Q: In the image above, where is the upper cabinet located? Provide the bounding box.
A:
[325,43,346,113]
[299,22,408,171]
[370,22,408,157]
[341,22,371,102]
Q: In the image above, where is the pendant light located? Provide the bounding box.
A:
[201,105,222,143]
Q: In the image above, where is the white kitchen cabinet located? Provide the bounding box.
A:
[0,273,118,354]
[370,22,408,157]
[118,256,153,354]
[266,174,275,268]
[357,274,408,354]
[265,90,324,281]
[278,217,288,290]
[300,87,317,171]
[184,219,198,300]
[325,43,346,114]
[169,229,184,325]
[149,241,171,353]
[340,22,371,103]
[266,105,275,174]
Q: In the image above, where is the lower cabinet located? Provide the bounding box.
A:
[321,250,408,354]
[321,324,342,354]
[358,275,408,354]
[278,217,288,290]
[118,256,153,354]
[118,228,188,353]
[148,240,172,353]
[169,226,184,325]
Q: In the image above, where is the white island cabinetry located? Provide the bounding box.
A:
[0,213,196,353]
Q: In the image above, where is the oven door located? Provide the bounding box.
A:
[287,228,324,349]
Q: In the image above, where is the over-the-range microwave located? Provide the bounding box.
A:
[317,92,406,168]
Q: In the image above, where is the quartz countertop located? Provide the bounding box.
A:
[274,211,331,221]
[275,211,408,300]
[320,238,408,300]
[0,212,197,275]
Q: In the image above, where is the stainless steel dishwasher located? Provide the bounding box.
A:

——————————

EXERCISE: Rewrite the rows, starting at the first row and ending at the line that contains "[317,92,406,168]", with "pendant light" changed to "hanging lamp" and everything else left unchanged.

EXPECTED OUTPUT:
Q: In the image above, where is the upper cabinet located? Provide the bounding box.
A:
[325,43,346,113]
[299,22,408,171]
[370,22,408,157]
[341,22,371,102]
Q: In the image above, where is the hanging lamp located? Provide the bounding box.
A:
[201,105,222,143]
Q: In the image above, where is the white kitchen cabinet located? Provide the bounding box.
A:
[0,273,118,354]
[370,22,408,157]
[118,256,153,354]
[266,174,275,268]
[357,274,408,354]
[265,90,324,281]
[278,217,288,290]
[300,87,317,171]
[184,219,198,300]
[325,43,346,114]
[169,229,184,325]
[149,241,171,353]
[340,22,371,103]
[266,105,275,174]
Q: In the image above, where is the lower cabinet located? Provide the bounding box.
A:
[321,250,408,354]
[321,324,342,354]
[358,275,408,354]
[278,217,288,290]
[118,256,153,354]
[118,228,188,353]
[148,240,172,353]
[169,226,184,325]
Q: In the image above, where is the white island cabinetry located? Provide the bounding box.
A:
[0,213,196,353]
Q: In the image above, where is the oven door located? Provide the bounding box.
A:
[287,228,324,349]
Q: In the image above, where is the over-the-range microwave located? Provide the bounding box.
A:
[317,92,406,168]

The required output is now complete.